╔══

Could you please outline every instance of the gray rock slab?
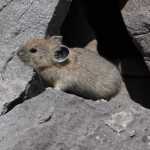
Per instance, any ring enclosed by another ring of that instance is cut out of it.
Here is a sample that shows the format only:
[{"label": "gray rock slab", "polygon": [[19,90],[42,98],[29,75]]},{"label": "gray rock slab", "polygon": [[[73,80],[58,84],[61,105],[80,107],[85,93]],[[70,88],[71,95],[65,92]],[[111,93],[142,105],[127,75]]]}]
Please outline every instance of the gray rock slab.
[{"label": "gray rock slab", "polygon": [[148,150],[150,111],[121,97],[116,107],[119,97],[94,102],[49,88],[0,118],[1,150]]},{"label": "gray rock slab", "polygon": [[[131,9],[132,8],[132,9]],[[130,0],[122,14],[127,28],[139,45],[145,62],[150,69],[150,2]]]}]

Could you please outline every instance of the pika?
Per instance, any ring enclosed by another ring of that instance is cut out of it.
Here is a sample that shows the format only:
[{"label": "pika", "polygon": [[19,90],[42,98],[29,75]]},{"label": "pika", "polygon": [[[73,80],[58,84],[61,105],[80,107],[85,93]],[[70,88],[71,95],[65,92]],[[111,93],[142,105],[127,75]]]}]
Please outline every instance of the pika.
[{"label": "pika", "polygon": [[32,39],[17,55],[50,87],[87,99],[110,99],[121,88],[118,69],[88,48],[68,48],[61,36]]}]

╚══

• [Exercise details]:
Reproduce the whole listing above word for word, leaving out the pictures.

• [Worked answer]:
Could you please outline every instance of the gray rock slab?
Per instance, any ring enclosed by another ring of that instance is cut out of it.
Here is a sample that shows the format only:
[{"label": "gray rock slab", "polygon": [[19,90],[42,98],[29,75]]},{"label": "gray rock slab", "polygon": [[[73,80],[58,84],[61,105],[80,107],[85,93]],[[70,88],[71,95],[65,92]],[[111,93],[142,105],[127,75]]]}]
Please outline every instance of the gray rock slab.
[{"label": "gray rock slab", "polygon": [[148,150],[150,111],[121,97],[116,107],[119,97],[94,102],[49,88],[0,118],[1,150]]},{"label": "gray rock slab", "polygon": [[[131,9],[132,8],[132,9]],[[130,0],[122,14],[127,28],[139,45],[145,62],[150,69],[150,2]]]}]

Could you please outline every instance of the pika?
Per instance, any ring enclosed by another ring of that instance is cut out of it.
Here is a sample that shows the format only:
[{"label": "pika", "polygon": [[19,90],[42,98],[29,75]]},{"label": "pika", "polygon": [[[73,80],[58,84],[61,105],[80,107],[85,93]],[[70,88],[71,95],[65,92]],[[111,93],[142,105],[127,75]]]}]
Please outline every instance of the pika.
[{"label": "pika", "polygon": [[32,39],[17,55],[50,87],[87,99],[110,99],[121,88],[118,69],[88,48],[68,48],[61,36]]}]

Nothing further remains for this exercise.